EU coastal areas are amongst the most preferred touristic destinations for European and international travellers, making coastal and maritime tourism the biggest, growing sector of the EU Blue Economy in terms of GVA and employment. Coastal tourism comprises recreational activities taking place in the proximity of the sea (such as swimming, sunbathing, coastal walks, and wildlife watching) as well as those taking place in the maritime area, including nautical sports (e.g. sailing, scuba diving, cruising, etc.).
Over half of the EU bed capacity is concentrated in regions with a sea border. For the economy of many non-landlocked EU Member States, tourism generates a significant portion of the national revenue. It has a wide-ranging impact on economic growth, employment and social development. Tourism is particularly significant for Southern European countries, such as Spain, Portugal, Italy, Malta and Greece. At the same time, coastal tourism is characterised by high seasonality, with demand concentrated in a limited number of months, usually July and August.
The statistics presented in this section originate from the following expenditures by tourists in EU coastal areas:
• Other expenditures (e.g. food, culture, recreational activities, water-sport equipment and clothing).
The sector was hit hard by the COVID-19 pandemic. Because of the COVID-19 pandemic, millions of European citizens suddenly could not travel.
In March 2020, tourism came to a grinding halt, and its turnover did not fully recover until 2022 when the total number of nights spent in EU tourist accommodation reached 2.73 billion (against the pre-pandemic level of 2.88 billion nights in 2019).
In 2022, tourism figures in all months were higher than in 2021, with the fourth quarter of 2022 recording 472 million nights. In total, nights spent went up by 49% compared to 2021 (1.83 billion nights).
In 2020, the GVA generated by the sector amounted to €33.9 billion, down from €81.5 billion registered in 2019, i.e., a year-on-year 58% contraction.
Gross profits, at €3.9 billion, shrunk by more than 85% in 2019.
While recovering from the Covid-19 pandemic, the Coastal tourism sector has engaged in the sustainability transition with the aim to green its operations, reduce its negative impacts on the marine environment, and strengthen its resilience to exogenous shocks such as commodity and fuel price inflation.

* _DIRECTIONS FOR THIS TASK_: Summarize the text on EU coastal tourism in two sentences.

* _EXTRACTED DATA_:
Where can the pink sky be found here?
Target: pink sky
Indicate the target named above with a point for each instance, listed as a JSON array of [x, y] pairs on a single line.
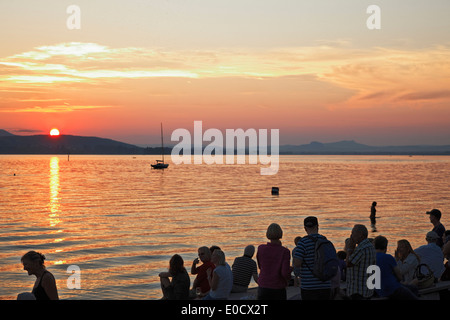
[[319, 74]]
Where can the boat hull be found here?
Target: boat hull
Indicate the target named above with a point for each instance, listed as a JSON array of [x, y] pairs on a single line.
[[160, 166]]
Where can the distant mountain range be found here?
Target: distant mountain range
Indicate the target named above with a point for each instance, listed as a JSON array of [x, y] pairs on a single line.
[[69, 144]]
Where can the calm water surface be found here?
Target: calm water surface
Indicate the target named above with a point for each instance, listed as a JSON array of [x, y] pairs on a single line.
[[120, 221]]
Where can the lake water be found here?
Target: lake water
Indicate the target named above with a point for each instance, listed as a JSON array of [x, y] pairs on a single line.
[[120, 222]]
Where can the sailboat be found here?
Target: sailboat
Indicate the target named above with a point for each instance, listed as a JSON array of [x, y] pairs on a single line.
[[160, 163]]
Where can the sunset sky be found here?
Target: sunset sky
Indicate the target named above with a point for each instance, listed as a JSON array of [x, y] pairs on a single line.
[[309, 68]]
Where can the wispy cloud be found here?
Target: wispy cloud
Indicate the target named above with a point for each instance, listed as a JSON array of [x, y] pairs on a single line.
[[51, 109]]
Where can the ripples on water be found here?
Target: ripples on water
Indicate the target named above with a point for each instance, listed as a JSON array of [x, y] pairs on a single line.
[[120, 221]]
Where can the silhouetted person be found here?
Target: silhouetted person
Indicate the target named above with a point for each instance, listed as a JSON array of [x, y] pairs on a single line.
[[438, 227], [178, 287], [45, 285]]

* _COMPLETED EXERCISE_: Coastal and maritime tourism is the biggest, growing sector of the EU Blue Economy in terms of GVA and employment, with over half of EU bed capacity in regions with a sea border and demand concentrated in a few months, usually July and August. The sector was hit hard by the COVID-19 pandemic, its GVA falling from €81.5 billion in 2019 to €33.9 billion in 2020, and while recovering it has engaged in a sustainability transition to green its operations, reduce its negative impacts on the marine environment, and strengthen its resilience to exogenous shocks.